=== SELECTED TEXT ===

- Interactive map of Sukhopolova rural hromada
- Country: Ukraine
- Oblast: Chernihiv
- Raion: Pryluky

Area
- • Total: 887.8 km^{2} (342.8 sq mi)

Population (2020)
- • Total: 12,598
- • Density: 14.19/km^{2} (36.75/sq mi)
- CATOTTG code: UA74080170000055617
- Settlements: 54
- Villages: 54
- Website: shp.gromada.org.ua

= Sukhopolova rural hromada =

Sukhopolova rural hromada (Сухополов'янська сільська громада) is a hromada of Ukraine, located in Pryluky Raion, Chernihiv Oblast. The Sukhopolova territorial hromada is located within the Dnieper Lowland. Its administrative center is the village of Sukhopolova.

It has an area of 887.8 km2 and a population of 12,598, as of 2020.

== Composition ==
The hromada contains 54 settlements, which are all villages:

- Bazhanivka
- Bileshchyna
- Bilorichitsa
- Borotba
- Borshna
- Valky
- Vysoke
- Hustynia
- Dymyrivka
- Didivtsi
- Yehorivka
- Zayzd
- Zamistya
- Zarudka
- Zaudaivske
- Znamianka
- Kanivshchyna
- Kapustentsi
- Kolisnyky
- Kroty
- Ladivshchyna
- Levky
- Lisove
- Lisovye Sorochyntsi
- Mazky
- Malkivka
- Manzhosivka
- Masivka
- Mykolaivka
- Milki
- Netiazhyno
- Nova Tarnavshchyna
- Onikiyivka
- Okhinky
- Perevolochna
- Petrivske
- Pirohivtsi
- Piddubivka
- Pohreby
- Pokrivka
- Polova
- Polohy
- Priozerne
- Pruchai
- Rudivka
- Ryashki
- Smosh
- Strelniki
- Sukhopolova
- Sukhostavets
- Sukhoyarivka
- Tarasivka
- Tyche
- Yarova Bileshchyna

== Geography ==
The Sukhopolova territorial hromada is located in the south of Chernihiv Oblast. The territory of the hromada is located within the Dnieper Lowland. The relief of the hromadas surface is a lowland plain, in places dissected by river valleys. The Udai (Sula basin) and its tributaries flow through the Sukhopolova hromada, and there are about 40 ponds.

===

TASK REQUIREMENTS:
A – According to the text on Sukhopolova rural hromada, which river flows through the hromada?
B – Quote the stretch of the Sukhopolova rural hromada text from "Sukhopolova rural hromada (Сухополов'янська" through "as of 2020.".

=== DATASET ENTRIES ===

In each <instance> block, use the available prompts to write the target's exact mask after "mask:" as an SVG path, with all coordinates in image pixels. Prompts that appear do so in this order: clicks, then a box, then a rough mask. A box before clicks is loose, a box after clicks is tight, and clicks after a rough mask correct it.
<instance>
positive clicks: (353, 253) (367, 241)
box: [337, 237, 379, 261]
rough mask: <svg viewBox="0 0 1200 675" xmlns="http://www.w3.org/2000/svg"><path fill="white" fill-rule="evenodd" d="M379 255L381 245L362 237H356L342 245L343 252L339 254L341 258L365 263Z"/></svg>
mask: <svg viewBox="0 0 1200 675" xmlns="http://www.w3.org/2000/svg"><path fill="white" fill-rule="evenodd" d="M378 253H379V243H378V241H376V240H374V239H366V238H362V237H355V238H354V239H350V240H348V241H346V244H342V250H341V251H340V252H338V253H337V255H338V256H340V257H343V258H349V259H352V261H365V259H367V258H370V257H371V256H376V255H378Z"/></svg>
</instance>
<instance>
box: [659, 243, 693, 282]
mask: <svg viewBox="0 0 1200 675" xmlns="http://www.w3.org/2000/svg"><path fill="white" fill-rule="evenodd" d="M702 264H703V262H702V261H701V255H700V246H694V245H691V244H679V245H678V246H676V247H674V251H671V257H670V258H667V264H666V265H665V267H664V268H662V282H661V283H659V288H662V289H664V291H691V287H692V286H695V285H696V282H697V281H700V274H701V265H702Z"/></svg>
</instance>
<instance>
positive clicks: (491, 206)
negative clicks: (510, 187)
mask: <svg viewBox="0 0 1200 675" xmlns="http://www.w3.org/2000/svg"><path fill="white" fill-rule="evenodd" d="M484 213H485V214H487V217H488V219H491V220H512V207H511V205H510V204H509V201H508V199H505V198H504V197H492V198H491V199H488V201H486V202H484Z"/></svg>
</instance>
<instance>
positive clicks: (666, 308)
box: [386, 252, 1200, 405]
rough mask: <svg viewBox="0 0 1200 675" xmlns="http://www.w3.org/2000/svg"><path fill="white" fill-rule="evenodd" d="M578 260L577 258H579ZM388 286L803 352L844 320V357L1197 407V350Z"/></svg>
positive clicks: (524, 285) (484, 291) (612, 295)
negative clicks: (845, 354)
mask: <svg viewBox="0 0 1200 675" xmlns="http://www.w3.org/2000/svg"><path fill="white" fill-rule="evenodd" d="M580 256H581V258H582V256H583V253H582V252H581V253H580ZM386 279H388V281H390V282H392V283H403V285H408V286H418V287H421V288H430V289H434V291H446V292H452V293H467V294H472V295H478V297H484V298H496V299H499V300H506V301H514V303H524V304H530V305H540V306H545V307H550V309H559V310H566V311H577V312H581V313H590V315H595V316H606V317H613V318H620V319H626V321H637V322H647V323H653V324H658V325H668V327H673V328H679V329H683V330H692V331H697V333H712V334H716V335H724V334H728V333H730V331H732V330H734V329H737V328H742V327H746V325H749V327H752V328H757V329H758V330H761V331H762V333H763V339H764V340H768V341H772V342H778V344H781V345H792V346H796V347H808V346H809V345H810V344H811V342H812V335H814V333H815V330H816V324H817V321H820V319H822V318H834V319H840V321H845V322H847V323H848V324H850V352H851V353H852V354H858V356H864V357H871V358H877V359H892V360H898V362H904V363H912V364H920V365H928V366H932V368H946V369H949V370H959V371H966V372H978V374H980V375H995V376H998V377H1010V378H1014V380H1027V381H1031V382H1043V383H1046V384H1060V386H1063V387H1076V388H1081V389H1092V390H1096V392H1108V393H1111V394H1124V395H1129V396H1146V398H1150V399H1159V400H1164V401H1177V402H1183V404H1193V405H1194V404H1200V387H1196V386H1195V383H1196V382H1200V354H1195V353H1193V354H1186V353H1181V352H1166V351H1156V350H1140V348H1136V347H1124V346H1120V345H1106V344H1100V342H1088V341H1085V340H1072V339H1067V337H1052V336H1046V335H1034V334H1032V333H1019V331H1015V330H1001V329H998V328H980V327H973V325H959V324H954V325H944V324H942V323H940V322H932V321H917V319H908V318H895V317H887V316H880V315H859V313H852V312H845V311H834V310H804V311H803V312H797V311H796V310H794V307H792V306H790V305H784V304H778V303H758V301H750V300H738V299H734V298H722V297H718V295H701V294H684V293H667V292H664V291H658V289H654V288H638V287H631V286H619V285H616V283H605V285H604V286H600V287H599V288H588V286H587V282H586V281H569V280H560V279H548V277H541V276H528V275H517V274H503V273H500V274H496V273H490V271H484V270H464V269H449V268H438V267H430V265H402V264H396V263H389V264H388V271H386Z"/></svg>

===

ANSWERS FOR THE EXERCISE:
A – The Udai, which is part of the Sula basin, flows through the hromada along with its tributaries.

B –
Sukhopolova rural hromada (Сухополов'янська сільська громада) is a hromada of Ukraine, located in Pryluky Raion, Chernihiv Oblast. The Sukhopolova territorial hromada is located within the Dnieper Lowland. Its administrative center is the village of Sukhopolova.

It has an area of 887.8 km2 and a population of 12,598, as of 2020.